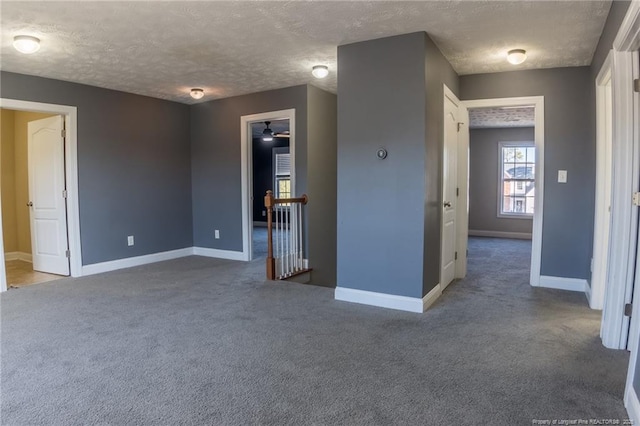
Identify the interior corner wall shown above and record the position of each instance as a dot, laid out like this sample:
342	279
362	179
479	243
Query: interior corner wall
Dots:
7	181
216	161
322	145
21	145
616	15
134	171
381	203
567	232
484	173
438	73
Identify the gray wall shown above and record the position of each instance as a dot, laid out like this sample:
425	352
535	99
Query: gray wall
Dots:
484	171
438	73
133	166
216	162
388	210
322	141
569	145
616	16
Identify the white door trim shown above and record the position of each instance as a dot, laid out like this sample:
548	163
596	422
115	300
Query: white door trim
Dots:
70	115
538	104
604	141
624	216
461	227
247	173
625	66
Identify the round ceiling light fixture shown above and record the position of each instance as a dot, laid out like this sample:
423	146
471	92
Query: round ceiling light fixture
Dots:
320	71
197	93
26	44
516	56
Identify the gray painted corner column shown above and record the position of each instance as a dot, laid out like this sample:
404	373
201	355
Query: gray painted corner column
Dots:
382	104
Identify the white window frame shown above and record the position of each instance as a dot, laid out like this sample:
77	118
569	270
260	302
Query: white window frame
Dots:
275	152
501	146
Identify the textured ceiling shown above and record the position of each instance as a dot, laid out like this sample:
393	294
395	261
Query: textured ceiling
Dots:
481	118
162	49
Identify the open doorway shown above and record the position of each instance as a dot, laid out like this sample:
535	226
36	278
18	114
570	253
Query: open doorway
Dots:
33	219
504	160
47	237
268	163
271	169
502	196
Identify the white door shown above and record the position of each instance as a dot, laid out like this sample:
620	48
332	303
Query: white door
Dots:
47	203
449	192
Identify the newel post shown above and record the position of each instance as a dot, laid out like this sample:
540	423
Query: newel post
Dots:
271	263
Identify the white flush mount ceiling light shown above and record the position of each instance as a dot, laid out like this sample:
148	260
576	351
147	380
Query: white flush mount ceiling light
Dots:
26	44
197	93
516	56
320	71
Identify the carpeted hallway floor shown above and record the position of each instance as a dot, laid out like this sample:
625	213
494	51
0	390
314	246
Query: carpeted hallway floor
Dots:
200	341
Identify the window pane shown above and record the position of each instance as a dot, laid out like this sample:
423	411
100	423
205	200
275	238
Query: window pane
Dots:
284	188
531	155
518	179
283	164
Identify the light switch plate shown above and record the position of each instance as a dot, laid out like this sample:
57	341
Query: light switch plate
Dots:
562	176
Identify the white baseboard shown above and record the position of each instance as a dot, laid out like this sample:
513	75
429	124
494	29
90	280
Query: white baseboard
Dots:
431	297
220	254
500	234
18	255
391	301
632	404
98	268
561	283
587	293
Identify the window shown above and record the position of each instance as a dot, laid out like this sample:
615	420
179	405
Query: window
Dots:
516	193
282	172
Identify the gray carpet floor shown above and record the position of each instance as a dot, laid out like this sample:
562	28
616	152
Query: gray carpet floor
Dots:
199	341
259	242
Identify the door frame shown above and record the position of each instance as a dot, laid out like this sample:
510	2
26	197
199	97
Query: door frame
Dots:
604	141
70	116
626	113
538	103
460	262
246	153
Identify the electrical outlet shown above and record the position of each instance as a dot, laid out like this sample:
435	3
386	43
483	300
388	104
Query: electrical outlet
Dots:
562	176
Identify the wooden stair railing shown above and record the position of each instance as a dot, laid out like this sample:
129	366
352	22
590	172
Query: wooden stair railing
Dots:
287	260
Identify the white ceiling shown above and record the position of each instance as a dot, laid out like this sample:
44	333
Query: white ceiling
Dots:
498	117
162	49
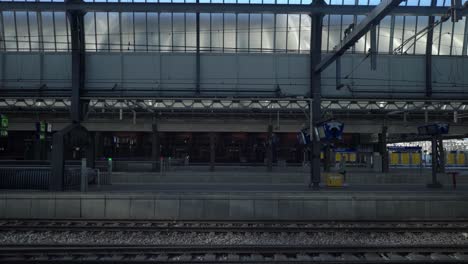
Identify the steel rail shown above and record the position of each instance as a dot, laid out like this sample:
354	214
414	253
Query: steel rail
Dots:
234	227
233	254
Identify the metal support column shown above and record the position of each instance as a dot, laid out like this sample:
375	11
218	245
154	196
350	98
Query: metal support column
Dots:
383	149
270	148
98	145
91	151
57	170
327	158
437	161
428	57
212	151
373	48
155	147
76	20
315	92
197	63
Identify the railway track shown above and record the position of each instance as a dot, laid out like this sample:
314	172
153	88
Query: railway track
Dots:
233	226
232	254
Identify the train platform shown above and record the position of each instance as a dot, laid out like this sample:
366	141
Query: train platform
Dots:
240	202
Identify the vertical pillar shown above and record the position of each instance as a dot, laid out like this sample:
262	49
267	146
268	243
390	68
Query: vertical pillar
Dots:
76	20
441	153
91	151
428	57
155	147
56	176
315	93
197	55
270	148
383	149
212	151
327	158
436	160
98	145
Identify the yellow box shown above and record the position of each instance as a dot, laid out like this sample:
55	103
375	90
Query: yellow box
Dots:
394	158
451	158
405	158
337	156
334	179
416	158
461	158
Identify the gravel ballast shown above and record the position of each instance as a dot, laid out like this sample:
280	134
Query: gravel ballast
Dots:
174	238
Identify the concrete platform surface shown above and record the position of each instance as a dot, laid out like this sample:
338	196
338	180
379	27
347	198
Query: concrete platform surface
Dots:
275	188
188	203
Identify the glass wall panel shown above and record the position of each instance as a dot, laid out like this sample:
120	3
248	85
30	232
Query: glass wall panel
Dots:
141	41
335	34
191	36
114	31
383	35
408	34
102	31
268	32
242	32
398	32
362	45
458	35
229	33
255	33
165	35
205	21
445	37
178	28
33	30
48	31
293	33
22	29
90	36
281	27
420	47
128	36
305	33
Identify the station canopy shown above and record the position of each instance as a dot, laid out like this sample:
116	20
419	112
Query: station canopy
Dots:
23	31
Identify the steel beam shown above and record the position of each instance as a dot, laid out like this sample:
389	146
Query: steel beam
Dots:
155	146
315	92
373	18
216	8
76	20
212	136
428	55
197	57
270	149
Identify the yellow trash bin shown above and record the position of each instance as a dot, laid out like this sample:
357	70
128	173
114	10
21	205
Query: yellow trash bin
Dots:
334	179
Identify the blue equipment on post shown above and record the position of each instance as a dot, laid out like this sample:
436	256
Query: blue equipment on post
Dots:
434	129
304	136
330	130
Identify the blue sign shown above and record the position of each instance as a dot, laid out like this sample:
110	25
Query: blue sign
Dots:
404	149
304	136
330	130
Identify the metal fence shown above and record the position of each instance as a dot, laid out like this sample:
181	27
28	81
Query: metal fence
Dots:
35	175
24	178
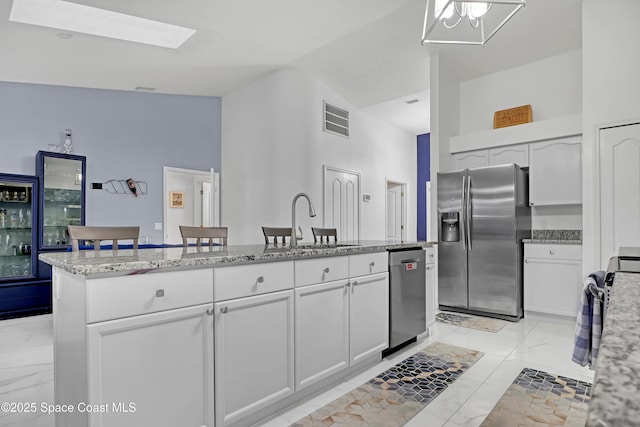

+++

- **WORK TASK**
Your task is to return the entries above exactly, with no pictures.

- **ANSWER FOR THIS EXERCISE**
Identify the interior corner wall shown above and record the position of each instance as a dot, laid out like this sample:
342	279
362	179
479	243
Query: interior corner wall
Dots:
7	181
216	161
322	145
21	145
616	15
134	171
381	203
567	232
484	173
438	73
Identify the gray wall shown above and record the position of each instance as a dot, laid out like this sample:
425	352
535	99
Query: gray wall
Dots:
484	171
438	73
133	166
216	162
388	210
322	141
569	145
616	16
Identify the white door trim shown above and record the position of each instance as a dot, laid out like this sample:
548	163
596	422
115	300
Query: white door trim
Dots:
70	115
538	104
604	141
624	216
461	227
247	173
625	66
Identify the round ceiling light fixture shown above and record the position of each instance as a dot, laid out like this sample:
423	146
471	92
Query: round ceiling light fixture
Dots:
320	71
197	93
26	44
516	56
Identify the gray painted corner column shown above and record the position of each instance as a dot, laid out like this sample:
404	373
201	355
Query: gray painted corner column
Dots:
382	104
Identify the white window frame shown above and record the position of each instance as a dot, laid out like this sample:
77	118
569	270
260	302
Query: white window frame
Dots:
275	152
501	146
Identify the textured ceiling shown above and record the position of each instance as a dot, laid out like this sample:
393	294
395	261
Query: textured ceiling
Dots:
481	118
162	49
Identify the open doorway shown above and record the position of each instance as a dot, laid out like this sample:
535	226
36	278
18	114
570	253
Query: open doorway
Dots:
33	219
504	160
47	237
268	163
271	169
502	196
Identify the white door shown above and record the position of each instance as a dot, laid out like this sample:
620	48
332	303
Query: white door
Dots:
47	203
449	192
Identify the newel post shown above and record the position of each instance as a dot, laid out like this sample:
540	423
Query: newel post
Dots:
271	263
Identify the white flush mount ceiling light shown above and record the position of each instance as a dot, laid out like this sample:
148	260
576	351
147	380
Query: white flush mount ceiling light
Dots:
26	44
197	93
516	56
320	71
Identify the carpeted hallway floor shown above and record the position of each instance as a dot, laid out like this sample:
625	213
494	51
0	390
314	246
Query: carpeted hallway floor
Dots:
200	341
Identify the window pane shown above and record the position of each instance as a dot, laid out like this sample:
423	411
100	423
205	200
275	238
Query: window pane
Dots:
284	188
531	155
518	179
283	164
Identify the light switch plate shown above and record the position of each instance as a dot, laid out like this sample:
57	341
Query: light switch plate
Dots:
562	176
Identify the white baseboard shown above and record the position of each instance as a dot, laid out like this sample:
513	75
429	124
494	29
90	280
Query: white baseboard
Dots:
431	297
220	254
500	234
18	255
391	301
632	404
98	268
561	283
587	293
Identify the window shown above and record the position of each instance as a dot, laid out like this sample:
615	420
179	405
Query: window
Dots:
516	193
282	172
Identify the gray carpet floor shown above and record the position of each instance as a dot, laid out like this sample:
562	28
616	152
Query: gray carpet floor
Dots:
199	341
259	242
Identify the door frame shown above and record the position of each instance as a dot, laid out like this sample:
510	2
26	197
199	97
Query: door frame
Dots:
604	141
70	116
626	113
538	103
460	262
246	153
Identify the electrical outlet shown above and record the position of each instance as a dot, laid out like this sample:
435	3
386	43
483	300
388	104
Query: electrical outlet
Dots:
562	176
Identify the wooden stair railing shown above and record the position of each instance as a dot, laid out like this sample:
129	366
352	22
590	172
Query: wooden stair railing
Dots:
287	260
Identify the white ceiling shown above and record the position of each instance as a dot, laid out like this sample:
44	333
Query: white ceiling
Dots:
498	117
162	49
Identify the steel rail shown above and record the position of each instance as a dot, laid out like this sample:
354	214
414	253
Query: steel rail
Dots:
234	227
233	254
Identify the metal support column shown above and record the position of each instance as a dot, laid out like this sample:
375	11
218	245
154	196
350	98
Query: metal support column
Dots:
383	149
270	148
98	145
91	151
57	170
327	158
437	161
428	57
212	151
373	48
155	147
76	20
315	92
197	63
Identify the railway track shown above and record the position of each instance as a dot, laid out like this sample:
314	172
153	88
Query: railway track
Dots:
233	226
232	254
Identify the train platform shown above and record the position of each instance as a dot, laid out like this sample:
366	141
Query: train platform
Dots:
240	202
Identify the vertical pillar shown above and record the position of each instance as a dot, laid out like this sample:
262	49
267	146
268	243
390	68
Query: vertical pillar
Dots:
76	20
441	153
91	151
428	57
155	147
56	176
315	93
197	55
270	148
383	149
212	151
327	158
436	160
98	145
Identify the yellow box shown above and record the position of each instance as a dot, laid out like this sample:
55	103
375	90
Query: yellow box
Dots:
394	158
451	158
405	158
337	156
334	179
416	158
461	158
Identify the gravel ballast shown above and record the position of each instance as a dot, laid out like this sample:
280	134
Query: gravel ballast
Dots:
174	238
Identify the concrete platform surface shown above and record the position of each instance as a dot, laid out like this sample:
338	196
338	180
379	27
347	198
Query: concrete platform surface
Dots:
275	188
188	203
Identify the glass wall panel shown above and record the position of each instance as a dot, laid out like this sample:
120	3
248	85
30	232
Query: glass wall panel
Dots:
141	41
335	34
191	36
114	31
383	35
408	34
102	31
268	32
242	32
398	32
362	45
458	35
229	33
255	33
165	35
205	21
445	37
178	28
33	30
48	31
293	33
22	29
90	36
281	27
420	47
128	36
305	33
Identify the station canopy shown above and record the position of each instance as a dot, laid out like this sample:
116	20
419	112
Query: station canopy
Dots:
23	31
Identify the steel beam shown above and record the position of each instance as a dot, laid out like this sample:
389	146
Query: steel beam
Dots:
155	146
315	92
373	18
216	8
76	20
212	136
428	55
197	57
270	149
Identify the yellow trash bin shown above and record the position of each instance as a dot, laid out like this sample:
357	70
128	173
114	10
21	205
Query: yellow trash bin
Dots:
334	179
Identify the blue equipment on post shown above and record the position of each instance as a dot, laid out like this sample:
436	256
Query: blue equipment on post
Dots:
434	129
304	136
330	130
Identify the blue sign shown above and record the position of each instance as a dot, laid out like this sample:
110	25
Query: blue sign
Dots:
404	149
304	136
330	130
Identify the metal fence shown above and record the position of each instance as a dot, laid out like this sample:
181	27
28	81
Query: metal fence
Dots:
35	175
24	178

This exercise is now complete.